• JOB:
Extract each line of the data and write it out again exactly.
* BEGIN ENTRIES PROVIDED *
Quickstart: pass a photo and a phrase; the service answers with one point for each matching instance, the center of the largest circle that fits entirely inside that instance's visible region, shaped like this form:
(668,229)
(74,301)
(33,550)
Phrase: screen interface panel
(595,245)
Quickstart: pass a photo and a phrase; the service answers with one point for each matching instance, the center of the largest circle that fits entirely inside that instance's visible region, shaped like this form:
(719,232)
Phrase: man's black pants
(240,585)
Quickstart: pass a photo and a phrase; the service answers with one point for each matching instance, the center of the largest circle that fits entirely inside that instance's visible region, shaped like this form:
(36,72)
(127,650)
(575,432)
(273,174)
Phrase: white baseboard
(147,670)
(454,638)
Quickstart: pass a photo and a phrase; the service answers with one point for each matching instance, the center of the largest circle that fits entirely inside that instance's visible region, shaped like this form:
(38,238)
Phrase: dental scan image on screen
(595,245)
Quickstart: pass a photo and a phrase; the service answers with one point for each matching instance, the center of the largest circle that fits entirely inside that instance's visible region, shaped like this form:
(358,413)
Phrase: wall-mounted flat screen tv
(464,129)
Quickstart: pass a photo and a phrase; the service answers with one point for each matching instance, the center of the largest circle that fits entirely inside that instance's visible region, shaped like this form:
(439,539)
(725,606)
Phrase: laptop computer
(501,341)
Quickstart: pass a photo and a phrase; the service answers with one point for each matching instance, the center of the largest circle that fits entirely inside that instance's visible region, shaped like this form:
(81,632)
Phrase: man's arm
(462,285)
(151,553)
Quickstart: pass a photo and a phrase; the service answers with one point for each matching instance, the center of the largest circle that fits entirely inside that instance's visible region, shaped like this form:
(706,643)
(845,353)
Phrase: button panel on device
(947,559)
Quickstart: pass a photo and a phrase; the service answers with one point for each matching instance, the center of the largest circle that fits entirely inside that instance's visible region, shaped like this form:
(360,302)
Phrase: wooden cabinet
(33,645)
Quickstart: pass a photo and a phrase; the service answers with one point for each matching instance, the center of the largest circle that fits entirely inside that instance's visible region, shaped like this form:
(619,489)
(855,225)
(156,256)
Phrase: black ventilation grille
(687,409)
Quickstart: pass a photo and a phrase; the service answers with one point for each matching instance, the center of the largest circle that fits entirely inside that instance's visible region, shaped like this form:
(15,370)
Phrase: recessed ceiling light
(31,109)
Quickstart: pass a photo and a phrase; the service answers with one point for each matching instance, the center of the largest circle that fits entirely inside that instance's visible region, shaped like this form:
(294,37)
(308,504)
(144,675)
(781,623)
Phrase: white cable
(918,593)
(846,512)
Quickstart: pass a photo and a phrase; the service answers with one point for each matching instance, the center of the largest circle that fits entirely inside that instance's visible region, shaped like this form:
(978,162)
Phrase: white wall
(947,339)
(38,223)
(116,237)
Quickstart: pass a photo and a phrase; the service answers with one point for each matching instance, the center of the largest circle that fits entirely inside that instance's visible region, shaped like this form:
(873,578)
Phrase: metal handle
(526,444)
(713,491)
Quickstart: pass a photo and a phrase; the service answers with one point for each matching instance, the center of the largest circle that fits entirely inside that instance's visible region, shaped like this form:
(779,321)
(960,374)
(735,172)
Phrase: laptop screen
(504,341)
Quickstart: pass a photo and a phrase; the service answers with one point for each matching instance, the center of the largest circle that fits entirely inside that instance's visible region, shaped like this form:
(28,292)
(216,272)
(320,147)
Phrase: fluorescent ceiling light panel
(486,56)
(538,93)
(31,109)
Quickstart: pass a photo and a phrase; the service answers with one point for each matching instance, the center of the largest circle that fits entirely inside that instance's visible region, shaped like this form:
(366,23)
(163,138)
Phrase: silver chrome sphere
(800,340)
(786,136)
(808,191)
* END ENTRIES PROVIDED *
• WRITTEN ANSWER:
Quickstart: pass a photo and a phrase; the service answers with one point for each matching instance, the center of the largest circle that fits entirely inside that instance's visible region, shaped like this form:
(668,229)
(74,301)
(33,550)
Phrase: screen interface panel
(595,245)
Quickstart: pass a photo and a phrase; the service answers with one point for each matching instance, the center of the largest circle that fits entirely inside that instance's visible region, shaped like this form:
(719,232)
Phrase: man's black pants
(240,585)
Quickstart: pass a photo and a phrase; the service answers with one point for each matching instance, the center of the largest circle that fits entirely inside that instance's visible region, shaped like this form:
(36,72)
(127,650)
(575,432)
(273,174)
Phrase: white baseboard
(147,670)
(454,638)
Quickstart: pass a photo and a phrase; the service answers with one point for each matching instance, the center of the largest circle that fits entirely inside that instance's visible region, shaped like this form:
(38,238)
Phrase: dental scan image on screen
(595,245)
Quickstart: pass a photo and a phrase; the service answers with one point for each matching instance, the center of the largest circle that fits entirely inside that instance's visible region, shaped like this form:
(358,413)
Phrase: wall-mounted flat screen tv
(464,129)
Quickstart: pass a photo and a phrase; the service answers with one point for each matching instance, the center of the largest circle that fits entirely inside that instance's visible region, shaped like this form:
(439,539)
(725,606)
Phrase: laptop computer
(501,341)
Quickstart: pass a photo and a phrase; the service answers with one point for each matching instance, the center of the largest circle that fits entirely inside that instance's visible region, shaped like this form:
(81,632)
Phrase: man's arm
(462,285)
(151,553)
Quickstart: pass a photo and a phrase; the service answers with one point for each matching instance, the center of the largest circle that fits entirely inside that instance's visible region, shaped like this form:
(706,643)
(845,353)
Phrase: button panel on device
(947,559)
Quickstart: pass a photo and a phrase; the service answers with one point for each matching instance, the center of the largest circle that fits entirely inside that instance's visible region, shaped like this form:
(360,302)
Phrase: wooden cabinet
(33,645)
Quickstart: pass a photo and a phrase; the service answers with one point for each matching instance, the center of the largest circle that fits entirely inside that instance's visible region, shaped like this form:
(619,489)
(855,225)
(156,256)
Phrase: black ventilation grille
(687,409)
Quickstart: pass a photo and a phrase; the service answers with one point for each matching instance, the center of the largest circle that fits entirely inside that instance's visible region, shaped like this form:
(15,370)
Phrase: recessed ceiling light
(31,109)
Quickstart: pass a photo and a phrase; the service answers with one point for each matching instance, the center of the largest circle that fits entirely inside that instance's visible region, shaped like this form:
(294,37)
(308,504)
(144,675)
(781,623)
Phrase: white cable
(918,593)
(846,512)
Quickstart: pass a photo and a phrase; the service answers with one point for each matching instance, the center of the largest circle that fits entirely inside that instance's visible region, shaped like this form:
(978,162)
Phrase: white wall
(947,339)
(38,223)
(116,237)
Quickstart: pass a photo and a phrase; the service answers with one point for each matching instance, the center of the largest circle that fits entirely inside that instance's visible region, shaped like this form:
(873,578)
Phrase: metal handle
(526,444)
(713,491)
Quickstart: pass a photo and a phrase; the service answers with one point for each matching instance, the center of the largest circle that fits entirely inside that instance's visible region, shaped like this form:
(779,321)
(960,374)
(735,172)
Phrase: laptop screen
(504,341)
Quickstart: pass a photo and a phrase; the service answers with one point for each matching instance, the center of the largest circle that fits entirely inside that instance's visible region, shaped like this form:
(28,292)
(216,272)
(320,147)
Phrase: fluorescent ceiling light panel
(486,56)
(538,93)
(31,109)
Quickstart: pass a photo and a phrase; the service answers with one point for each matching instance, the center of the largest circle that fits entirely inside that instance's visible region, shaped like this form:
(366,23)
(163,138)
Phrase: silver chrome sphere
(800,340)
(786,136)
(808,191)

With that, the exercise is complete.